**Brief a**.
Pull out every line of the records that contains the string "flower", with case counting.

**Document segment**.
Merge branch 'decoding' to 'master'

Karan Desai · Karan Desai · commit 1cb39548916c · 2021-07-15T14:40:07.000-07:00
diff --git a/CHANGELOG.md b/CHANGELOG.md
@@ -1,7 +1,22 @@
-ArXiv v1 -> v2 CHANGELOG
-=========================
+CHANGELOG
+=========
 
-[ArXiv v1](https://arxiv.org/abs/2006.06666v1) was our ECCV 2020 submission (reject). [ArXiv v2](https://arxiv.org/abs/2006.06666v2) is out CVPR 2021 submission (accept). The repository snapshots for these two versions are tagged at [`v0.9`](https://github.com/kdexd/virtex/releases/tag/v0.9) and [`v1.0`](https://github.com/kdexd/virtex/releases/tag/v1.0).
+This CHANGELOG file records changes between different arXiv versions of our paper, and the version of this codebase which should be used to reproduce the results in the corresponding arXiv version. View changes between code versions on the [Releases page](https://github.com/kdexd/virtex/releases).
+
+ArXiv v1 -> v2
+==============
+
+**Code version:** `v1.2`.
+
+Fix image captioning results with a modified beam search implementation. _Rest of the downstream task results and pre-trained models are unchanged._
+
+
+ArXiv v1 -> v2
+==============
+
+**Code version:** `v1.0` or `v1.1`.
+
+[ArXiv v1](https://arxiv.org/abs/2006.06666v1) was our ECCV 2020 submission (reject). [ArXiv v2](https://arxiv.org/abs/2006.06666v2) is our CVPR 2021 submission (accept). The repository snapshots for these two versions are tagged at [`v0.9`](https://github.com/kdexd/virtex/releases/tag/v0.9) and [`v1.0`](https://github.com/kdexd/virtex/releases/tag/v1.0).
 
 While the core motivation and approach is the same, we have made some minor changes in our experiments and evaluation setup. These slightly improve model performances across the board (within decimals). New models are available in [`v1.0` model zoo](http://kdexd.github.io/virtex/virtex/usage/model_zoo.html), however links to old models in `v0.9` will be active till June 30, 2021. We encourage you to use the new models!
 
diff --git a/configs/_base_bicaptioning_R_50_L1_H1024.yaml b/configs/_base_bicaptioning_R_50_L1_H1024.yaml
@@ -35,14 +35,20 @@ DATA:
 
 MODEL:
   NAME: "virtex"
+
   VISUAL:
     NAME: "torchvision::resnet50"
     PRETRAINED: false
     FROZEN: false
+
   TEXTUAL:
     NAME: "transdec_postnorm::L1_H1024_A16_F4096"
     DROPOUT: 0.1
 
+  DECODER:
+    NAME: "beam_search"
+    BEAM_SIZE: 5
+
 OPTIM:
   OPTIMIZER_NAME: "sgd"

Position annotation records:
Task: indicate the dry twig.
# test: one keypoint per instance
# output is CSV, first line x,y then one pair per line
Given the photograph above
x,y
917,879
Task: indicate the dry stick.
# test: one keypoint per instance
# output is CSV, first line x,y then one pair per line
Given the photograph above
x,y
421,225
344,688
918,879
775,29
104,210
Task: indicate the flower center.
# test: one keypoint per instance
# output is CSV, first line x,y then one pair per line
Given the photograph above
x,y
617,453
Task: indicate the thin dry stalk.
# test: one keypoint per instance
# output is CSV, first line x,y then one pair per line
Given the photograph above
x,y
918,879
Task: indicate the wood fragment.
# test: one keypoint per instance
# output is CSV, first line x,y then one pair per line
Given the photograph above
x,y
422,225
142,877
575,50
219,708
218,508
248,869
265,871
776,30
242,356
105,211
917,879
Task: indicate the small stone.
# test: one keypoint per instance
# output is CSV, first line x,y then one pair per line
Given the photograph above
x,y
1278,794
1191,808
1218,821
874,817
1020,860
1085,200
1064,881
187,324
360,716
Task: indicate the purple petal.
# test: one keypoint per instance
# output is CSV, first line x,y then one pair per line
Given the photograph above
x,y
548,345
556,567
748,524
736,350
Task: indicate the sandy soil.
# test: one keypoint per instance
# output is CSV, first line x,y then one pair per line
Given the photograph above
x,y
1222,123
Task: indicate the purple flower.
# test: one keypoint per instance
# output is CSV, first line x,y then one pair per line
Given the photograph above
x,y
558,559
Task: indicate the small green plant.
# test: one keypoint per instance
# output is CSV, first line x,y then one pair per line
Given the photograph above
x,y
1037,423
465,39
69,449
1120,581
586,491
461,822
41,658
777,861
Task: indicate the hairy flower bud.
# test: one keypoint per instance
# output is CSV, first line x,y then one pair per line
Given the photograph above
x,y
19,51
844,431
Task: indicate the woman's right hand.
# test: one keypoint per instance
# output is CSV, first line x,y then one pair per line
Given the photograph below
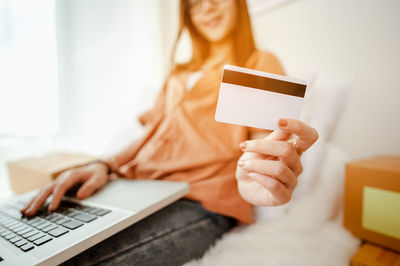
x,y
91,178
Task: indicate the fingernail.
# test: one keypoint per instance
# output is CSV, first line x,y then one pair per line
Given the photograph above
x,y
282,122
28,211
243,146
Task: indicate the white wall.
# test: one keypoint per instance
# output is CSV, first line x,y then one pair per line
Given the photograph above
x,y
355,41
110,66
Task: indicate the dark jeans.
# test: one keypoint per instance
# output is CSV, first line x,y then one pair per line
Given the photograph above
x,y
172,236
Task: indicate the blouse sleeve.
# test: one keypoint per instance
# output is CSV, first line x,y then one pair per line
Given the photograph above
x,y
156,111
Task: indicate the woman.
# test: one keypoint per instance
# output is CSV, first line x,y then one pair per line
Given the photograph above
x,y
184,143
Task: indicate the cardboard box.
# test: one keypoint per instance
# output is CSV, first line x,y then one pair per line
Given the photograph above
x,y
33,173
372,200
374,255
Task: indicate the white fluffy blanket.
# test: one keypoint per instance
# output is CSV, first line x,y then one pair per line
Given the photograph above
x,y
309,233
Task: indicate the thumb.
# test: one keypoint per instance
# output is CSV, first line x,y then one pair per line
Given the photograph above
x,y
89,187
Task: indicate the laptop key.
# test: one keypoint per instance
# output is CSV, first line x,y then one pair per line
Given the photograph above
x,y
20,243
9,236
49,228
43,225
55,218
27,247
36,236
15,239
42,240
21,229
63,220
85,217
39,222
30,233
58,231
25,231
5,233
72,224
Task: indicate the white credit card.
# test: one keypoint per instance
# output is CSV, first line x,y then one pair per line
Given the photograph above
x,y
258,99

**Brief b**.
In the commit diff, what beam size is set for the newly added decoder?

**Exercise result a**.
Task: indicate the flower center.
Task: indicate the purple flower.
Task: indicate the hairy flower bud.

**Exercise result b**.
5